YOUR GOAL -
Please copy every one of the records below word for word, leaving out the pictures.

— Begin EXERCISE DATA —

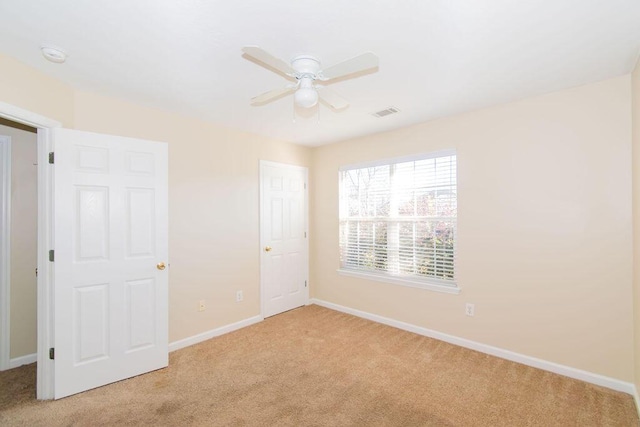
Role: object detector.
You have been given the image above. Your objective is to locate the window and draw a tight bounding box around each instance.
[340,152,457,290]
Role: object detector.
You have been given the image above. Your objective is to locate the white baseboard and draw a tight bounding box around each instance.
[311,298,640,396]
[169,316,264,352]
[9,353,38,369]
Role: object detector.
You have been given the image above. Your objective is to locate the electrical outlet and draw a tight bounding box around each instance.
[464,303,476,316]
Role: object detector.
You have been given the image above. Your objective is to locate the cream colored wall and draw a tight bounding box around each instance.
[631,60,640,390]
[0,54,73,127]
[310,76,633,381]
[0,125,38,359]
[0,51,310,348]
[75,92,310,341]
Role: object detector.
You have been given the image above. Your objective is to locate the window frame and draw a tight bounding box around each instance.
[337,149,460,294]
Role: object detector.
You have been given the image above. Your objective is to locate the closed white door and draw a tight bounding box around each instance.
[260,161,309,317]
[52,129,169,399]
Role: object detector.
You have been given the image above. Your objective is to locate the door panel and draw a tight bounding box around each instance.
[260,162,309,317]
[53,129,168,399]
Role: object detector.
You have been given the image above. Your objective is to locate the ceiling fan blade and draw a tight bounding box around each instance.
[251,85,296,105]
[242,46,295,76]
[316,86,349,110]
[318,52,378,80]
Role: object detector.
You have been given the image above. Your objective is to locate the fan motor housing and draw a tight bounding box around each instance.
[291,55,320,79]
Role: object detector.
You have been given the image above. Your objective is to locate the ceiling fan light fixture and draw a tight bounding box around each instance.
[40,46,67,64]
[293,87,318,108]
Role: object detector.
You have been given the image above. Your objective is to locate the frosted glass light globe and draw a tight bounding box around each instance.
[293,87,318,108]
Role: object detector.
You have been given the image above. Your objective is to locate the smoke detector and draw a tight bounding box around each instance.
[371,107,400,119]
[40,46,68,64]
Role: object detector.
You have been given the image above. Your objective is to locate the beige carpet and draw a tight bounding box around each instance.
[0,306,639,426]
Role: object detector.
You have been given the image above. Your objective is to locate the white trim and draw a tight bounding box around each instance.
[258,160,311,319]
[0,135,11,371]
[0,102,62,129]
[36,128,55,400]
[336,268,460,295]
[0,102,62,399]
[9,353,38,369]
[169,316,263,352]
[338,148,456,172]
[311,298,638,396]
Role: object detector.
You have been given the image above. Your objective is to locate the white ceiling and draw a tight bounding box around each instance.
[0,0,640,145]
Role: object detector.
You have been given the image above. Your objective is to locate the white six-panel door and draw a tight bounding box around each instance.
[53,129,169,399]
[260,161,309,317]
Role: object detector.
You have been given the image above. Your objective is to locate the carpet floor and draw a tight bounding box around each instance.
[0,305,640,426]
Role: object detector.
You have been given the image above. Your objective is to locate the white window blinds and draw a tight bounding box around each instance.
[340,152,457,286]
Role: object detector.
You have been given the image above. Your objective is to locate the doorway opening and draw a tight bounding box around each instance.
[0,118,38,370]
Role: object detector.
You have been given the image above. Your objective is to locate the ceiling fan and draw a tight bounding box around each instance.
[242,46,378,110]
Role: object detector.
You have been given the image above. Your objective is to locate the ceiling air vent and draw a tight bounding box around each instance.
[371,107,400,119]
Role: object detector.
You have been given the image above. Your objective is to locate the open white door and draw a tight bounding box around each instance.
[51,129,169,399]
[260,161,309,317]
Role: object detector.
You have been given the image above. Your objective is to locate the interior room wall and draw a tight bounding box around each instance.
[631,60,640,390]
[75,92,311,342]
[0,124,38,359]
[310,76,633,382]
[0,55,310,342]
[0,54,73,127]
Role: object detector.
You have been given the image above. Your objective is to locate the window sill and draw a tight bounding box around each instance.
[337,268,460,295]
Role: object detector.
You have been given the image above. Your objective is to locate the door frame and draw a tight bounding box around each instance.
[258,160,311,319]
[0,102,62,400]
[0,136,11,371]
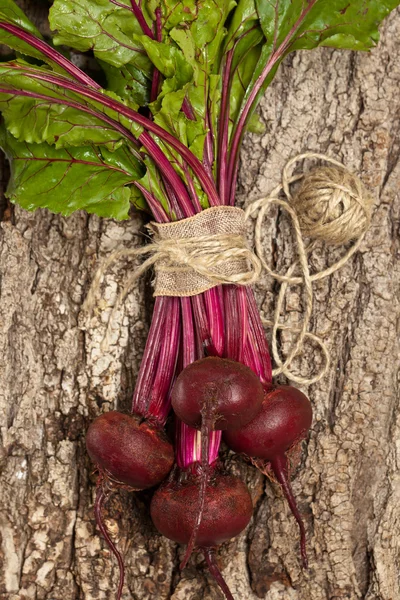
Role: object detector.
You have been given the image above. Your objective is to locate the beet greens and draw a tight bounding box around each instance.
[0,0,400,598]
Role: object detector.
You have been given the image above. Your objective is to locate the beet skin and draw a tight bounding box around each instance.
[86,411,174,490]
[150,474,253,548]
[224,385,312,461]
[172,356,264,430]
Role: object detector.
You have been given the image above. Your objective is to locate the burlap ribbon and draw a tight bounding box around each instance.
[149,206,261,296]
[84,153,372,385]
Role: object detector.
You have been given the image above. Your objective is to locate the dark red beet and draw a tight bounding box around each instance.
[86,411,174,490]
[172,356,264,430]
[224,385,312,461]
[224,385,312,567]
[150,473,253,548]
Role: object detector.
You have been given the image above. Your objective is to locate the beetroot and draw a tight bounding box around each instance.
[224,385,312,568]
[86,411,174,490]
[150,463,253,600]
[86,410,174,600]
[150,473,253,548]
[172,356,264,430]
[171,356,264,568]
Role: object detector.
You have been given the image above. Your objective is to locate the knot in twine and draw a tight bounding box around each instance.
[245,152,373,385]
[84,152,372,385]
[286,163,371,245]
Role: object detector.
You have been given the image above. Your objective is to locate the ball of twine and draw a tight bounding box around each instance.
[291,167,372,245]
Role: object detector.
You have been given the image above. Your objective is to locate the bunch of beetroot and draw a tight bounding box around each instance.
[86,356,312,599]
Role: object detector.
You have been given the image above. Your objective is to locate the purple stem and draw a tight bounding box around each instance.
[0,22,101,90]
[132,296,169,416]
[217,48,233,204]
[133,181,169,223]
[203,287,225,356]
[222,285,239,361]
[131,0,154,39]
[147,298,181,426]
[149,7,162,102]
[246,288,272,383]
[139,131,195,216]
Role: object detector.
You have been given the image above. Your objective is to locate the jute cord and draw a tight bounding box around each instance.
[84,152,372,385]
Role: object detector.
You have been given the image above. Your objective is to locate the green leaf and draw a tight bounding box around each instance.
[0,96,124,149]
[99,61,151,106]
[141,36,193,92]
[233,0,400,132]
[256,0,400,52]
[0,126,144,219]
[49,0,152,76]
[0,0,44,60]
[0,61,142,142]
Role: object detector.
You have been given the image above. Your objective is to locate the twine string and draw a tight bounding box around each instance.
[84,152,372,385]
[245,152,372,385]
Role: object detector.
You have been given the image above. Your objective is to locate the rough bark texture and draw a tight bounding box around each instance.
[0,2,400,600]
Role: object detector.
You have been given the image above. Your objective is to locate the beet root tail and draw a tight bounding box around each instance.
[94,483,125,600]
[180,418,210,570]
[271,455,308,569]
[202,548,234,600]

— End EXERCISE DATA —

WRITTEN SOLUTION -
Role: object detector.
You have been given the image above. Your objective is to locate the window and draw a tight bounding box around each instance.
[340,152,457,290]
Role: object detector.
You have been given the image above. Your objective is to locate the white baseboard and draw a tight bounding box around each instance.
[311,298,640,396]
[169,316,264,352]
[9,353,38,369]
Role: object detector.
You have been given the image above. Your objective is to locate the electrical outlet and draw a tight bounding box around each instance.
[464,303,476,316]
Role: object detector.
You have been given the image above. Your objective is to locate the cream colored wall and draw a tight bounding box around each instance.
[631,60,640,390]
[0,54,73,127]
[310,76,633,381]
[0,125,38,359]
[0,51,310,348]
[75,92,310,341]
Role: object detector.
You have been given the image above. Your objective is to locate the window frame and draw a tight bounding box around each instance.
[337,149,460,294]
Role: object detector.
You have been given the image above. Your objective is to locate the closed white door and draw a tight bounding box around each instance.
[260,161,309,317]
[52,129,169,399]
Role: object detector.
You have been given the image above. Your objective is to locate the door panel and draw a tight bounding box around each instance.
[260,162,309,317]
[53,129,168,399]
Role: object detector.
You have been given the image above. Your objective is to locate the ceiling fan blade and draw a tight bounding box around each instance.
[251,85,296,105]
[242,46,295,76]
[316,86,349,110]
[318,52,378,80]
Role: object detector.
You have been given the image above. Your objective is to locate the fan motor housing and draw a tight bounding box around each instance.
[291,55,320,79]
Role: object detector.
You have been given the image above. Your objective is to locate the ceiling fan light fixture and draw a tight bounding box around each instance.
[40,46,67,64]
[293,87,318,108]
Role: object detector.
You have been given the image above. Your objective is to locate the frosted glass light globe and draw a tight bounding box around each instance.
[293,87,318,108]
Role: object detector.
You have been given the image above. Your objective is to locate the smoke detector and draw a tight bounding box around each instance.
[371,107,400,119]
[40,46,68,64]
Role: object detector.
You have been given the image above. Your objective is to locate the beige carpet and draw a tight bounding box around each instance.
[0,306,639,426]
Role: object detector.
You have been given the image above. Your objective is to locate the white trim and draw a tight bounding box around each instance.
[258,160,311,319]
[0,135,11,371]
[0,102,62,129]
[36,128,55,400]
[336,268,460,295]
[0,102,62,399]
[9,353,38,369]
[169,316,263,352]
[338,148,456,172]
[311,298,638,396]
Role: object detector.
You have been given the image above. Your objective is to locate the white ceiling and draw a tight bounding box around each instance.
[0,0,640,145]
Role: object detector.
You have been given the image above. Your objective is to locate the white six-panel door and draw a tight bounding box around each instance.
[53,129,169,399]
[260,161,309,317]
Role: object detector.
You have been given the image above. Your objective is to locate the carpet floor and draw a tight bounding box around each instance.
[0,305,640,426]
Role: object detector.
You have been given the image above. Your objective is to locate the white window blinds and draw a tight bounding box around each instance.
[340,152,457,286]
Role: object detector.
You have been given the image above. Your objective is to locate the doorway opening and draw a tight bounding box around each instance.
[0,118,38,370]
Role: object detector.
You have been given the image above. Your objective is to locate the ceiling fan and draw a tight bounding box around each instance.
[242,46,378,110]
Role: object detector.
You have been given the image above. Your objective is to locate the ceiling air vent and draw a tight bounding box around each instance.
[371,107,400,119]
Role: object detector.
You have been given the image above. Your objective is to locate the open white door and draw a tight bounding box around each instance.
[51,129,169,399]
[260,161,309,317]
Role: object detector.
You have been given the image above. Your objective is to locate the interior room wall and draw a tight bounding box around each instance.
[631,60,640,390]
[75,92,311,342]
[0,124,38,359]
[310,76,633,382]
[0,55,310,342]
[0,54,73,127]
Role: object detector.
You have been given the image above. Your objective is to locate the window sill and draw a tight bounding box around each instance.
[337,268,460,295]
Role: object detector.
You have been given the image above. Your objective is to locate the door frame and draw a tight bounding box around each instance.
[258,160,311,319]
[0,102,62,400]
[0,136,11,371]
Role: object detector.
You have been given the image above. Your objective is to locate the beet greens and draw a tight bounding box around each instance.
[0,0,400,598]
Role: object detector.
You have been given the image above. Your objective is to locate the beet skin and draw a tight bounding box around each instance.
[86,411,174,490]
[150,474,253,548]
[224,385,312,461]
[172,356,264,430]
Role: object detector.
You have been given the image above. Your objective is to locate the burlap ribbon and draw a tight bounding box around each instance.
[149,206,261,296]
[84,153,372,385]
Role: object detector.
You have been given the image above. Your objective is to locate the dark red beet and draw a tight bounding box around each instance.
[86,411,174,490]
[172,356,264,430]
[224,385,312,461]
[224,385,312,567]
[150,473,253,548]
Role: object detector.
You have been given the image above. Your objective is to locate the beetroot and draw a tight bounding box around each instance.
[224,385,312,568]
[86,411,174,490]
[150,463,253,600]
[86,410,174,600]
[150,473,253,548]
[172,356,264,430]
[171,356,264,568]
Role: object detector.
You have been given the image above. Your objective is to locate the knot in twine and draw a tight bounding box around each instance.
[245,152,373,385]
[84,152,372,385]
[286,163,371,245]
Role: object detector.
You have been given the image above. Your objective is to locate the ball of twine and draw a tight bounding box around each instance.
[291,167,372,245]
Role: object detector.
You have been given the image above. Your objective is to locate the bunch of beetroot and draw a tight bounding box around each instance.
[86,356,312,599]
Role: object detector.
You have been given the image above. Your objective is to locate the purple stem and draw a tight bounding box around each instance.
[0,22,101,90]
[132,296,169,416]
[217,48,233,204]
[133,181,169,223]
[203,287,225,356]
[222,285,239,361]
[131,0,154,39]
[147,298,181,426]
[149,7,162,102]
[246,288,272,383]
[139,131,195,216]
Role: object detector.
You have been given the image above. Your objective is to locate the jute cord and draw a tight bounding box around each instance.
[84,152,372,385]
Role: object detector.
You have been given the image above. Your objective is to locate the green leaf and draw a tight bounding box around each instance.
[0,96,124,149]
[99,61,151,106]
[141,36,193,92]
[233,0,400,132]
[256,0,400,52]
[0,126,144,219]
[49,0,152,76]
[0,0,44,60]
[0,61,142,142]
Role: object detector.
You have been given the image above. Your objective is to locate the twine string and draw a tight bounding box around each instance.
[84,152,372,385]
[245,152,372,385]
Role: object detector.
You have been given the image above. Your objective is to locate the rough bark texture and draw a tight bounding box around each instance.
[0,2,400,600]
Role: object detector.
You have been given the image above. Your objective is to locate the beet root tail and draw a tight bounding box around each instance.
[94,483,125,600]
[180,418,210,570]
[271,455,308,569]
[202,548,234,600]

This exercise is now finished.